### What you need to do
The records below need retyping in full; give them again exactly.

---------- Record list

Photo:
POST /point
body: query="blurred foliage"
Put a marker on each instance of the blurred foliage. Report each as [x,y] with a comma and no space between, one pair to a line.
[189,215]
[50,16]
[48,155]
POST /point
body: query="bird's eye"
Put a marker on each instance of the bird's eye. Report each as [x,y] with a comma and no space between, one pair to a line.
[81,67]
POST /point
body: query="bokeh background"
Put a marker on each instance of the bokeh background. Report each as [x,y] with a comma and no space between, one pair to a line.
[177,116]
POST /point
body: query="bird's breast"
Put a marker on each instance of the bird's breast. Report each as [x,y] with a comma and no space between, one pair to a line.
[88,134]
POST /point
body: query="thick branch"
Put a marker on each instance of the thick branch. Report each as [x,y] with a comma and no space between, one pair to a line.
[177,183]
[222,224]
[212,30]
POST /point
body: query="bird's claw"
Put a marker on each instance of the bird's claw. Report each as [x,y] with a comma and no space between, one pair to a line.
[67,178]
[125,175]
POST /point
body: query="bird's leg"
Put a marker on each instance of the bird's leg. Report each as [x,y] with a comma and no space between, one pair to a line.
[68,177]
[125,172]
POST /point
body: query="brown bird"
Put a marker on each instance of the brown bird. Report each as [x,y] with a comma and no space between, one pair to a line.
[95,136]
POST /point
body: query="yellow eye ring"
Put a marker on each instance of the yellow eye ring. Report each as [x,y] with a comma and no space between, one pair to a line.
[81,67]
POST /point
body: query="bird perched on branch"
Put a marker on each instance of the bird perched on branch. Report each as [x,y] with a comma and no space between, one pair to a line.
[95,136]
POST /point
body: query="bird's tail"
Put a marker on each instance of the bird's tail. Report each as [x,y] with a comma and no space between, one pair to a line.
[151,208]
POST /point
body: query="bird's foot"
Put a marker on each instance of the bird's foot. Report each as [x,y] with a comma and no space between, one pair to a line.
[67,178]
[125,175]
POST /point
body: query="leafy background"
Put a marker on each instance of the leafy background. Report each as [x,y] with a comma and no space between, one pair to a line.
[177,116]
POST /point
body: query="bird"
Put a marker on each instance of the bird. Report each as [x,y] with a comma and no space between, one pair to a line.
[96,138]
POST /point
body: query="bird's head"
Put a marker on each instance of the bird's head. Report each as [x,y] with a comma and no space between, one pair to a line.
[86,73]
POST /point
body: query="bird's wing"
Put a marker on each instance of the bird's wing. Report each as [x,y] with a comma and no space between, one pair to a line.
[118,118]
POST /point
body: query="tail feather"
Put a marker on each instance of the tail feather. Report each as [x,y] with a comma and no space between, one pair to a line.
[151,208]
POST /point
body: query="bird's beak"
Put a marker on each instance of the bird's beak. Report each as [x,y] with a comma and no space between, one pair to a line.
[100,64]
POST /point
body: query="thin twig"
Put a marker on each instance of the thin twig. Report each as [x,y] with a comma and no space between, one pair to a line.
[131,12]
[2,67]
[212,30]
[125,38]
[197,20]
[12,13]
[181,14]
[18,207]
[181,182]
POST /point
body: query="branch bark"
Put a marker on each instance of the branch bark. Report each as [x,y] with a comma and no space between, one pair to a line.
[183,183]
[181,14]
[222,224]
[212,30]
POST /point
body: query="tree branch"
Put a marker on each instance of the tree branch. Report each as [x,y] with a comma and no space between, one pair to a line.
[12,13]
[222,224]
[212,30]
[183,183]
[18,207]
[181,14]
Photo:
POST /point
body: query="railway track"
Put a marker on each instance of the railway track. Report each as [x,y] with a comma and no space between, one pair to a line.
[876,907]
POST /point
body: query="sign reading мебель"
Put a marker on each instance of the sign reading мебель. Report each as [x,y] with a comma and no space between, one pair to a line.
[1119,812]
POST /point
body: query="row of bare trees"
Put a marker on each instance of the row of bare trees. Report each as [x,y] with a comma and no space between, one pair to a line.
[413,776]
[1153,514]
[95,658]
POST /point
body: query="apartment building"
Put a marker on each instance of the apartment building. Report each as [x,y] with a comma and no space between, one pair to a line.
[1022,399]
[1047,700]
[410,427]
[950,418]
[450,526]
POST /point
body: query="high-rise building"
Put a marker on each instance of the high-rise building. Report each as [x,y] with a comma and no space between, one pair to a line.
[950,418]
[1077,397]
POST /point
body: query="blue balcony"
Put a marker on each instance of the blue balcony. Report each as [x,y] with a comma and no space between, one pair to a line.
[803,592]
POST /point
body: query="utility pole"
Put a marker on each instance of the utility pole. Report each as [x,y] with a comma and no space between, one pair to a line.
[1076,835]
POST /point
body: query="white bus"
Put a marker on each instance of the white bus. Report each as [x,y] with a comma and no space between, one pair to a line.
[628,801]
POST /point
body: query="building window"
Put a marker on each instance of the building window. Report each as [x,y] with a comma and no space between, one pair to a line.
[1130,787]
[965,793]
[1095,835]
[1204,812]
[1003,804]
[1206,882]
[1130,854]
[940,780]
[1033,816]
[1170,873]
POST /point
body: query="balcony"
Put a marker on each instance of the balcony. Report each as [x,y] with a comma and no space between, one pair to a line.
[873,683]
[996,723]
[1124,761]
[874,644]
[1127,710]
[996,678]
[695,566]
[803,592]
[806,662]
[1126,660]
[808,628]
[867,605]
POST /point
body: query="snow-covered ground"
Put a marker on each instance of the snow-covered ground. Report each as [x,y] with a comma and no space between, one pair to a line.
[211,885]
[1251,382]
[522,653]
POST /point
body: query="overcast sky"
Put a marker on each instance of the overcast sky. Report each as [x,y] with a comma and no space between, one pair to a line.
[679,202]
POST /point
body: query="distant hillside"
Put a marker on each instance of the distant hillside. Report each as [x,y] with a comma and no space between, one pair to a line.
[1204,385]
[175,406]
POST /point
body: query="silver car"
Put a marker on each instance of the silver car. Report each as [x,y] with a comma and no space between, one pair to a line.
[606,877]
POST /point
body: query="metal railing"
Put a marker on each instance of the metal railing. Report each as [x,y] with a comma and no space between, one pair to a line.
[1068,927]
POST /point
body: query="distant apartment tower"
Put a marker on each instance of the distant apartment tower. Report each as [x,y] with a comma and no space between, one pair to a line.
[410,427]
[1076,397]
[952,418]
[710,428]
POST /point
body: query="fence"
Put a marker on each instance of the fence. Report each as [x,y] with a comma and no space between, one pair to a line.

--------------------

### Problem solution
Photo:
POST /point
body: query="blurred foliage"
Put a marker on each instance of the blurred foliage. Report each as [x,y] with a comma and no space between, one pair to a line.
[189,215]
[50,16]
[48,155]
POST /point
body: query="bird's eye"
Put a marker on each instance of the bird's eye. Report each as [x,y] with a comma and no space between, one pair to a line.
[81,67]
POST /point
body: query="bokeh background"
Put a marker on each instance of the bokeh background. Report each as [x,y] with a comma and no space between, one pair to a line.
[177,116]
POST /point
body: query="bird's breast"
Put a marker on each instance of the bird's breast. Report each as [x,y] with a comma and no space between, one pair to a line.
[88,134]
POST /point
body: query="thick branch"
Put a marker on each instance of the thick branch. Report each as [x,y] with a comma and no space between, one pair to a line.
[177,183]
[222,224]
[212,30]
POST /point
body: query="bird's claw"
Put a marker on each instance of the bird's claw. Report each as [x,y] with a comma and no space between, one pair to a line.
[67,178]
[125,175]
POST /point
body: query="bird's leg"
Put a marker on each instance of the bird's leg. Report each as [x,y] with a comma and no space between, one pair to a line.
[68,177]
[125,172]
POST /point
body: query="brown bird"
Put a marker on each instance of the brown bird. Report each as [x,y] with a comma and no space between, one pair to a line.
[95,136]
POST /point
body: query="yellow eye ring"
Put a marker on each instance of the yellow eye ring. Report each as [x,y] with a comma and no space between, one pair to a line.
[81,67]
POST /point
body: query="bird perched on branch"
Put a marker on each instance of the bird perched on branch. Report each as [x,y] with a comma and no space between, one pair to a line.
[95,136]
POST /point
body: query="bird's tail"
Put a marker on each instance of the bird's tail. Report each as [x,y] with a comma and no space between, one pair to a line.
[151,208]
POST /point
body: query="bird's foot"
Put a marker on each instance of the bird's foot. Report each as [x,y] with a comma and no space between, one pair to a line.
[67,178]
[125,175]
POST /point
body: query="leafy background"
Put a marker on each instance of the leafy background. Report each as [x,y] with a comma and no space between, one pair to a line.
[177,116]
POST /point
body: query="bird"
Put a marker on each instance of the bird. Report each as [x,y] with a comma and no space between, one pair to a line.
[96,138]
POST /point
body: query="bird's head"
Put a marker on each instance of the bird's head. Report each as [x,y] with a comma and no space between, one pair to a line.
[86,73]
POST /point
body: query="bird's wing"
Put a marker on each instance of the bird's wing. Report each as [x,y] with a comma and no space between, one pair to a line.
[118,118]
POST /point
body: query="tail feather"
Put a marker on each instance of the tail feather. Report each as [x,y] with a comma and no space between, one pair to a line.
[151,208]
POST /point
body: query="bird's beak"
Put a marker on each instance of the bird's beak. Report each as [x,y] with a comma and no space between, one pair to a line.
[100,64]
POST /point
body: query="thin twig"
Put a marker on each instance of the thin twig. Report each as [x,y] with a comma and no space between, one pair to a line.
[131,12]
[2,67]
[212,30]
[125,38]
[197,20]
[12,13]
[181,14]
[18,207]
[181,182]
POST /point
body: query="branch bark"
Put a marker on each instance of the branch bark. Report each as [x,y] with a comma and no space between, one pair to a line.
[183,183]
[181,14]
[222,224]
[212,30]
POST /point
body: query="tree branch"
Put a marker on each instance of the tree branch. Report each as [x,y] with a comma and no space between, one pair to a line.
[12,13]
[222,224]
[212,30]
[183,183]
[18,207]
[181,14]
Photo:
POST /point
body: query="railway track"
Put a marker on each instance of the railway track. Report each as [x,y] with a comma and no space between, one pair to a line.
[876,907]
POST /point
body: query="sign reading мебель"
Put a marker on each instance of the sign reading мебель. Report each as [x,y] with a comma and no space between, one pair to a line.
[1119,812]
POST /point
body: query="row of bare trees"
Put a marker on each instance of the row of bare trees. Report each as [x,y] with a comma and no space between, one pair to a line.
[413,776]
[1153,514]
[95,658]
POST /point
body: query="apartment building"
Put a marker on each instance of the apartment building. Report each as [x,y] with a comma and no space between, one pair to a line.
[1022,399]
[1047,700]
[410,427]
[950,418]
[450,526]
POST /point
body: query="high-rise building"
Put a marker on each instance of the high-rise building. Report each as [x,y] with a comma and no space between, one pair to a line.
[950,418]
[1077,397]
POST /point
body: query="blue balcony"
Put a marker on each instance of the blue balcony. Report each as [x,y] with a comma and no space between, one pair to a line.
[803,592]
POST /point
body: query="utility pole"
Put a marker on each instance of the utility pole. Report each as [x,y] with a comma and no space between, one pair to a line.
[1076,835]
POST /point
body: query="white bus"
Put a marker on each instance of the white bus. Report each as [x,y] with a comma and no space between, one pair to a line.
[628,801]
POST /point
body: query="building window"
Put a marker on each instance of the building window. Report each as [x,y] with a comma and no space between, one pair to a line.
[1130,787]
[965,793]
[1095,835]
[1204,812]
[1003,804]
[1206,882]
[1130,854]
[940,780]
[1033,816]
[1170,873]
POST /point
body: query="balcony"
Put a marker on each instance of the balcony. Report each as [x,y] with a comma and no space between, one pair to a line.
[873,683]
[996,723]
[1124,761]
[874,644]
[1127,710]
[996,678]
[695,566]
[803,592]
[806,662]
[1126,660]
[808,628]
[867,605]
POST /point
body: query="snow-covered ground"
Put a marker on each instance of the snow-covered ground. Report each as [x,y] with a comma and no space between, one pair to a line.
[211,885]
[1251,382]
[522,653]
POST /point
body: query="overcast sky"
Put a marker on each instance of the overcast sky. Report each as [x,y] with a comma and no space between, one pair to a line.
[679,202]
POST /point
body: query="distant hillside"
Put a marker on each instance of the distant hillside. Report each as [x,y] with a comma and no space between, one pair to a line.
[1204,385]
[175,406]
POST /point
body: query="silver car"
Put a marker on each instance of the silver car. Report each as [x,y] with a comma and no space between, one pair to a line.
[606,877]
POST /point
body: query="metal railing"
Put a marker on each instance of the metal railing. Report each as [x,y] with a comma and no space between, one pair to a line.
[1068,927]
POST /point
body: query="distant apartment tower"
Put a marker on each instance of the distant apartment tower. Report each as [x,y] with a comma and no space between, one pair to a line.
[410,427]
[1076,397]
[952,418]
[710,428]
POST /point
body: query="fence"
Put a marker on each instance of the fence. Report each as [x,y] with a comma and no space between, one pair to a line.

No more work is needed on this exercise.